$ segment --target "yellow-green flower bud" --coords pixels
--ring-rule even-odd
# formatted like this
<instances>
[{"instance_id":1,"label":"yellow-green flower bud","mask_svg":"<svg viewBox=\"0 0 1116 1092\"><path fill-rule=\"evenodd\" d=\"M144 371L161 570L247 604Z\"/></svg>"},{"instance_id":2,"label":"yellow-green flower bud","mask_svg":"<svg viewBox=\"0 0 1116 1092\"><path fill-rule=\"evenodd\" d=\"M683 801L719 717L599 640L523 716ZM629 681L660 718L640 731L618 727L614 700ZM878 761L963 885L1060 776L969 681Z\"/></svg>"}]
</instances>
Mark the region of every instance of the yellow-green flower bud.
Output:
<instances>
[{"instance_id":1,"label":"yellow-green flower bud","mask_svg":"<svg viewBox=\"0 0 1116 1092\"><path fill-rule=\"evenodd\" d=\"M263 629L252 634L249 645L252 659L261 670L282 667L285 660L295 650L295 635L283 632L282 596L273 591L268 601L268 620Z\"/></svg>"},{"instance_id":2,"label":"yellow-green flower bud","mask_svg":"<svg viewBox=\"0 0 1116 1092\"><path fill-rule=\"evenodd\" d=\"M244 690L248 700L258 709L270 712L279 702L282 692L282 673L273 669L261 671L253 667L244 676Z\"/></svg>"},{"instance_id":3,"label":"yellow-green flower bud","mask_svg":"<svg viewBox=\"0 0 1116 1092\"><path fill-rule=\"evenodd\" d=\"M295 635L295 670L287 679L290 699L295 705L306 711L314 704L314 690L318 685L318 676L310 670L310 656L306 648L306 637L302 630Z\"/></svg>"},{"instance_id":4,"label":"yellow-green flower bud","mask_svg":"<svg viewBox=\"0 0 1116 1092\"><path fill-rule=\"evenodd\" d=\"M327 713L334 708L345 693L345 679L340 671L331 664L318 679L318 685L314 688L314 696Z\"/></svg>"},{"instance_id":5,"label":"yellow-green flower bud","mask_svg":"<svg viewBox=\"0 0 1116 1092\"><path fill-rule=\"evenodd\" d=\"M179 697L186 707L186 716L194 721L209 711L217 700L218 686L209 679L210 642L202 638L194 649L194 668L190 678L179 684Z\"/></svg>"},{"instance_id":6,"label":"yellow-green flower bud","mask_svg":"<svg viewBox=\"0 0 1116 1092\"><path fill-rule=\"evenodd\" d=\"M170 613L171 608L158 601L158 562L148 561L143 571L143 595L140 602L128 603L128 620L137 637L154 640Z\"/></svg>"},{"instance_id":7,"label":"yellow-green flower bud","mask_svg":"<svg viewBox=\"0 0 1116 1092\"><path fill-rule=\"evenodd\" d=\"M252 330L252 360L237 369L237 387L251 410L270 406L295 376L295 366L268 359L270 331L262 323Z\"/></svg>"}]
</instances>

.....

## WRITTEN EXERCISE
Lay out the listing above as a two-column CSV with the header input,output. Give one row per input, and put its full text and its answer each in a single quoted field with line breaks replaced by spaces.

## ANSWER TO THE EXERCISE
input,output
"$ segment --target ""yellow-green flower bud"" --coords pixels --ring-rule even-odd # formatted like this <instances> [{""instance_id"":1,""label"":""yellow-green flower bud"",""mask_svg"":""<svg viewBox=\""0 0 1116 1092\""><path fill-rule=\""evenodd\"" d=\""M144 371L161 570L247 604Z\""/></svg>""},{""instance_id"":2,""label"":""yellow-green flower bud"",""mask_svg"":""<svg viewBox=\""0 0 1116 1092\""><path fill-rule=\""evenodd\"" d=\""M683 801L719 717L599 640L523 716ZM629 681L660 718L640 731L618 727L614 700ZM878 761L963 885L1060 776L969 681Z\""/></svg>""}] </instances> Mark the region of every instance of the yellow-green flower bud. Output:","<instances> [{""instance_id"":1,""label"":""yellow-green flower bud"",""mask_svg"":""<svg viewBox=\""0 0 1116 1092\""><path fill-rule=\""evenodd\"" d=\""M263 629L252 634L249 645L252 659L261 670L282 667L285 660L295 650L295 635L283 632L282 596L273 591L268 601L268 620Z\""/></svg>""},{""instance_id"":2,""label"":""yellow-green flower bud"",""mask_svg"":""<svg viewBox=\""0 0 1116 1092\""><path fill-rule=\""evenodd\"" d=\""M244 690L248 700L258 709L270 712L279 702L282 692L282 673L273 669L261 671L253 667L244 676Z\""/></svg>""},{""instance_id"":3,""label"":""yellow-green flower bud"",""mask_svg"":""<svg viewBox=\""0 0 1116 1092\""><path fill-rule=\""evenodd\"" d=\""M295 635L295 670L287 679L290 699L295 705L306 711L314 704L314 690L318 685L318 676L310 670L310 656L306 648L306 637L302 630Z\""/></svg>""},{""instance_id"":4,""label"":""yellow-green flower bud"",""mask_svg"":""<svg viewBox=\""0 0 1116 1092\""><path fill-rule=\""evenodd\"" d=\""M327 713L334 708L345 693L345 679L340 671L331 664L318 679L318 685L314 688L314 696Z\""/></svg>""},{""instance_id"":5,""label"":""yellow-green flower bud"",""mask_svg"":""<svg viewBox=\""0 0 1116 1092\""><path fill-rule=\""evenodd\"" d=\""M179 697L186 707L186 716L194 721L209 711L217 700L218 686L209 679L210 642L202 638L194 649L194 668L190 678L179 684Z\""/></svg>""},{""instance_id"":6,""label"":""yellow-green flower bud"",""mask_svg"":""<svg viewBox=\""0 0 1116 1092\""><path fill-rule=\""evenodd\"" d=\""M170 613L171 608L158 601L158 562L148 561L143 571L143 595L140 602L128 603L128 620L137 637L154 640Z\""/></svg>""},{""instance_id"":7,""label"":""yellow-green flower bud"",""mask_svg"":""<svg viewBox=\""0 0 1116 1092\""><path fill-rule=\""evenodd\"" d=\""M252 330L252 360L237 369L237 387L251 410L270 406L295 376L295 366L268 359L270 331L262 323Z\""/></svg>""}] </instances>"